### Direction
List every method that the NodeJS stream text below names as important to override when extending the Writable class.

### Excerpt provided
►

NodeJS Classes in this workshop

NodeJS Stream

Stream is a method of handling data method that worked best for large file size transmission. Instead of reading or writing data all at once, NodeJS streams read or write data chunk-by-chunk into its buffers.
When the buffers reach full capacity (determined by highWaterMark properties of a NodeJS stream instance), NodeJS streams must release it data by pushing onto the next stream or write to a final file destination

NodeJS bases classes (Writable, Readable)

The application ultilizes stream:Writable, stream:Readable from “node:stream” library to implement custom read and write stream to S3 buckets using AWS v3 SDK.

You can learn more about implement custom stream in this brilliant guide Node.js: How to implement own streams?

stream.Writable

To implement a custom write stream, we extends Writable class from node:stream library. The important method to override are:

  • construct(opt: {}): void: constructor for passing configuration argument for the stream
  • _construct():void: called right after the constructor to intialize the data, like opening local file or setting AWS sdk command
  • _write(chunk: any, encoding: BufferEncoding, callback: (error?: Error | null) => void): void: called any time user called writeStreamObj.write(<some-bytes...>) or the stream right before it in a NodeJS pipeline call push(chunk: any, encoding: Encoding): boolean into it.
  • _final(callback: (err: Error|undefined) => void): void: call after user called writeStreamObj.end(<some-bytes...>) or the stream right before it in a NodeJS pipeline emit the event ’end'.
  • _destroy(err: Error | undefined, callback: (err: Error|undefined) => void): called after the _final function, cleanup unused resources.

◄

### Records provided
►

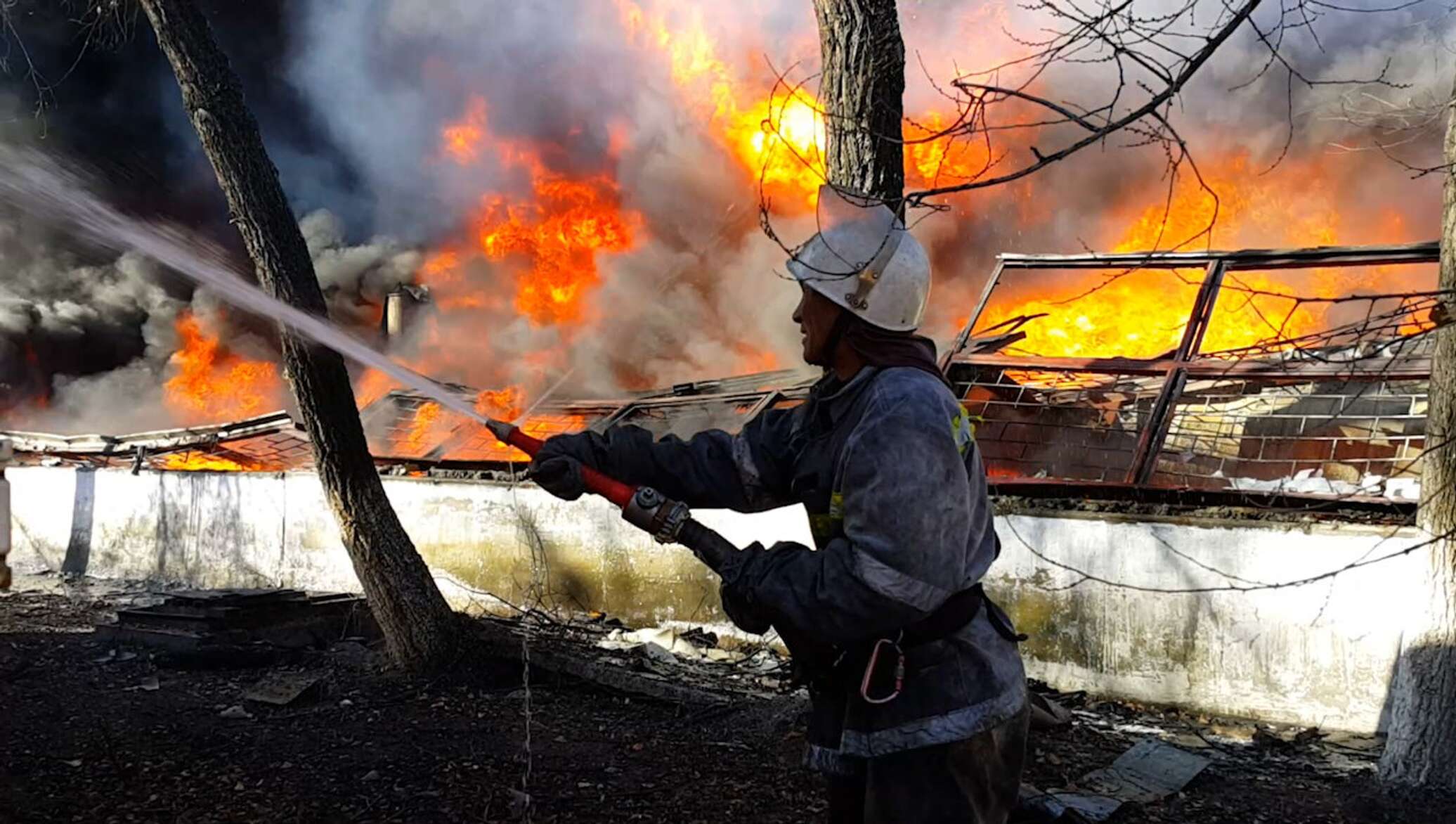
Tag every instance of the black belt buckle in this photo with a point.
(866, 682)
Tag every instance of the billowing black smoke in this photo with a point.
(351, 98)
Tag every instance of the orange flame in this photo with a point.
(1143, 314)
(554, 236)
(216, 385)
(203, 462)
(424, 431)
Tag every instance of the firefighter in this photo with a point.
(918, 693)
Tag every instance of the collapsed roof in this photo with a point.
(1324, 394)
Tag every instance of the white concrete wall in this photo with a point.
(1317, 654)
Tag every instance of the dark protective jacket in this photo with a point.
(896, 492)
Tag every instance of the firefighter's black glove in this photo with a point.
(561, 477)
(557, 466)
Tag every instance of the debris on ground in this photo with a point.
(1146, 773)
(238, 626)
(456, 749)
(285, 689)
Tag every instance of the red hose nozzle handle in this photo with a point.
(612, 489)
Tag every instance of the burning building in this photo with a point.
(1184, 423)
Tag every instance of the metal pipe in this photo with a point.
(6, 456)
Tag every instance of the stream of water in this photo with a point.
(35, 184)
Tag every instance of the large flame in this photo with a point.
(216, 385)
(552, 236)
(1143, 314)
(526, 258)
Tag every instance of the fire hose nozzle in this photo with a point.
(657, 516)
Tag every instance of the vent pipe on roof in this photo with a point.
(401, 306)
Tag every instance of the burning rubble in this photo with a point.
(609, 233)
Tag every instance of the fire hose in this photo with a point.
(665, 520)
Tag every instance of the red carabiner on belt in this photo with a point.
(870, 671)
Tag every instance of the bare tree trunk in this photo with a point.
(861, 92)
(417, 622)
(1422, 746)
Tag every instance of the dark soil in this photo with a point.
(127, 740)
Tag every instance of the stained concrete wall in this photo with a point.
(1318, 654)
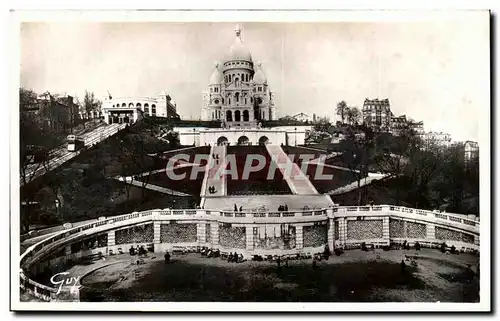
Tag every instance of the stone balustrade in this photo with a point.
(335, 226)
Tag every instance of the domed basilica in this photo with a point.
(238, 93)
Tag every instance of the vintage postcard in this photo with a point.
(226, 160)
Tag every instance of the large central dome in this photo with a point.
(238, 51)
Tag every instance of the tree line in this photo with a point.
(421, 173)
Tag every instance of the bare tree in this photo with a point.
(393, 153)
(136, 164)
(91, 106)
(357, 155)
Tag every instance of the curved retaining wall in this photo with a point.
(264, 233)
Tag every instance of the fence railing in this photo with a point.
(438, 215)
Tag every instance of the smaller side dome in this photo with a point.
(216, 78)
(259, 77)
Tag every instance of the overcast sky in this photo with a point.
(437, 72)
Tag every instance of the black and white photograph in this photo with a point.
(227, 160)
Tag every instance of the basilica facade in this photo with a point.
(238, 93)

◄
►

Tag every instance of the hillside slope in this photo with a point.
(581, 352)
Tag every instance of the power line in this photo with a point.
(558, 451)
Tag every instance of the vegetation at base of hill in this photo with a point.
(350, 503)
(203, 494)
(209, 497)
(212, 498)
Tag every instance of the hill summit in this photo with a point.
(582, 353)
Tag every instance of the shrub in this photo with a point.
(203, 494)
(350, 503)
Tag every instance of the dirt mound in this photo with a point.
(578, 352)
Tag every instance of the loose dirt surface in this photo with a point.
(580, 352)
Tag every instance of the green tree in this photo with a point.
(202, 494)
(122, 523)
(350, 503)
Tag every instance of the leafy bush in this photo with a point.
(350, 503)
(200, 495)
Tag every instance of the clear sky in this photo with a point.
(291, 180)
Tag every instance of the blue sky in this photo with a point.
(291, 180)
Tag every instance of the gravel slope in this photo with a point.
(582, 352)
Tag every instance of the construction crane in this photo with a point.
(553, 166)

◄
►

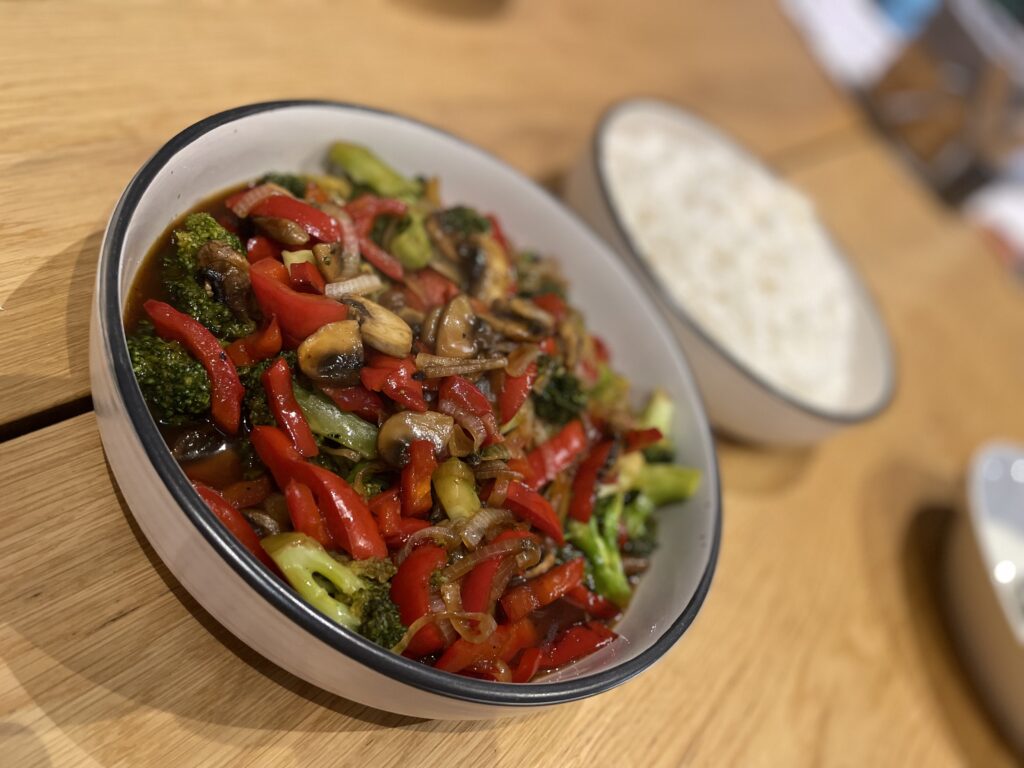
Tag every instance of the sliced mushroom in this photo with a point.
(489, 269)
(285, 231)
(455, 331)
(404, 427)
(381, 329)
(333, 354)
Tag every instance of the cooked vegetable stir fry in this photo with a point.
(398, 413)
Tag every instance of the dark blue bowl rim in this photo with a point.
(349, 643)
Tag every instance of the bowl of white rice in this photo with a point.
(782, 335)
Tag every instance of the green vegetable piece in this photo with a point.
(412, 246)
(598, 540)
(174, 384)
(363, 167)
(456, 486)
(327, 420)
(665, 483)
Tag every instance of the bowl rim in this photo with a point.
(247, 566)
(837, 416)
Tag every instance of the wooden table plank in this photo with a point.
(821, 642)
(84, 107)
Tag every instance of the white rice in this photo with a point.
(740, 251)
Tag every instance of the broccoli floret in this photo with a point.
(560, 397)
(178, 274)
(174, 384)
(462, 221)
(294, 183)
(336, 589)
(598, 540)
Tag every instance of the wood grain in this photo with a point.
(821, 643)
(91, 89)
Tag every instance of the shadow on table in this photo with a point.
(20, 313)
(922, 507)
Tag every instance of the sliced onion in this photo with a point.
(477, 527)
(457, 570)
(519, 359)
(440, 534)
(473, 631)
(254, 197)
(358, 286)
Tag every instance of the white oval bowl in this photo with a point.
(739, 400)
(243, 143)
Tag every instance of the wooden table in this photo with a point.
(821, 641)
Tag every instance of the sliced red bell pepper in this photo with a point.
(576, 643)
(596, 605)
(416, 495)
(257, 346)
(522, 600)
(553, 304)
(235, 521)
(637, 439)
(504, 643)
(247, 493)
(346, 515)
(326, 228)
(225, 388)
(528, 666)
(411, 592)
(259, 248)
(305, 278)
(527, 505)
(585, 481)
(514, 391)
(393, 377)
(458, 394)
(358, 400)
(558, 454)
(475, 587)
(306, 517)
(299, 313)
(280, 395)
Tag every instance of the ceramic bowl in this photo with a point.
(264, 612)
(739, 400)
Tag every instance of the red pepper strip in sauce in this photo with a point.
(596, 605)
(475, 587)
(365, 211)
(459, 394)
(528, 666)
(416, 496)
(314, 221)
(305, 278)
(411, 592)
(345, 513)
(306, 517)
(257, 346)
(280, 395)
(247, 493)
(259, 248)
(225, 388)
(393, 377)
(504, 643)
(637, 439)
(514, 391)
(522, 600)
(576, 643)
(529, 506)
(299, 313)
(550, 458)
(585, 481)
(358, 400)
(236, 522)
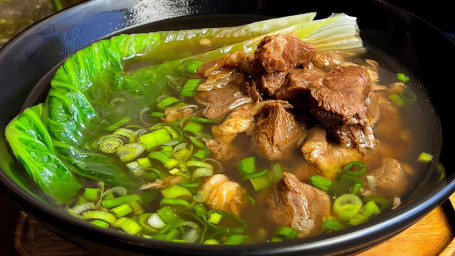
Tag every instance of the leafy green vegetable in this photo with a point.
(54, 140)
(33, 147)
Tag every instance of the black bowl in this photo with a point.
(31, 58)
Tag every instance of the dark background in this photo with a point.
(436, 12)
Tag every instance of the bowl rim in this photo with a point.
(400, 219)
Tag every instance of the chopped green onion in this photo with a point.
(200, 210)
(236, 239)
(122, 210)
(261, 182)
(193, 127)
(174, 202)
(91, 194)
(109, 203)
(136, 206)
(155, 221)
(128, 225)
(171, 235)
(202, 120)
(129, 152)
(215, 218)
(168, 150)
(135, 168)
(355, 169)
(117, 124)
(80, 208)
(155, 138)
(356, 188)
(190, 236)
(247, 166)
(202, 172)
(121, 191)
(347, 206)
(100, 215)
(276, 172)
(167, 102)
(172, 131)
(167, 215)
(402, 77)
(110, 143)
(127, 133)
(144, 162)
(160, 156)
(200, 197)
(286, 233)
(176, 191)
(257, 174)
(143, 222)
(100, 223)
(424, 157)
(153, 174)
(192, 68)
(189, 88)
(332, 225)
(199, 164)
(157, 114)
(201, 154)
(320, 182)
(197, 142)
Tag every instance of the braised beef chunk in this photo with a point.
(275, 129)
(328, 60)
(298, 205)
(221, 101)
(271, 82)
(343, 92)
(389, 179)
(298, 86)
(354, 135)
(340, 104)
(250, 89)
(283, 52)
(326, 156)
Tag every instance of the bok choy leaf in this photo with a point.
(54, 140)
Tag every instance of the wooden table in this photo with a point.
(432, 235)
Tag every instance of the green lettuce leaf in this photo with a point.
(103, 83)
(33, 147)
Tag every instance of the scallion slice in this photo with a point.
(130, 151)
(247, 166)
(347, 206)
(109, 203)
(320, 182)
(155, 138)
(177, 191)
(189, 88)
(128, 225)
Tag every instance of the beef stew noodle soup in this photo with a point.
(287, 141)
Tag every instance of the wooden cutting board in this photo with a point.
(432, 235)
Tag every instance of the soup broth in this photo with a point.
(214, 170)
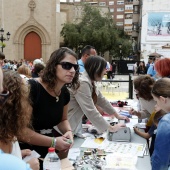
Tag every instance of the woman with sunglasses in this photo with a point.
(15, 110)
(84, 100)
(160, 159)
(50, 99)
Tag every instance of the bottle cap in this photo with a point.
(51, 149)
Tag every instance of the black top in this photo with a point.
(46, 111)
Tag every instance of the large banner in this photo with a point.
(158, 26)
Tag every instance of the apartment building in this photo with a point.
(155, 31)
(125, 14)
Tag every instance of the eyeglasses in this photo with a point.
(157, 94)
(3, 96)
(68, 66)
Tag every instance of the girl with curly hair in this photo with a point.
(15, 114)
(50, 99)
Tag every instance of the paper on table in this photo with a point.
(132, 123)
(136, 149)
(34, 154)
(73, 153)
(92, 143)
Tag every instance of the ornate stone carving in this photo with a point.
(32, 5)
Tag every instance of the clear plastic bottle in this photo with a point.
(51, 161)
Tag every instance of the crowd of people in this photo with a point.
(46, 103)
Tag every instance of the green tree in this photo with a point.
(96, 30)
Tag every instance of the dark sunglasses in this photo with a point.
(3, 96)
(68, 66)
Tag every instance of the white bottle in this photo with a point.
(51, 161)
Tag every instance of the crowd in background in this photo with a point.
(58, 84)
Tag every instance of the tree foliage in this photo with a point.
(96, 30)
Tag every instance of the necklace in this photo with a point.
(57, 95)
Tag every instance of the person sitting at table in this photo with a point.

◄

### Response below
construct, _construct, _write, _final, _destroy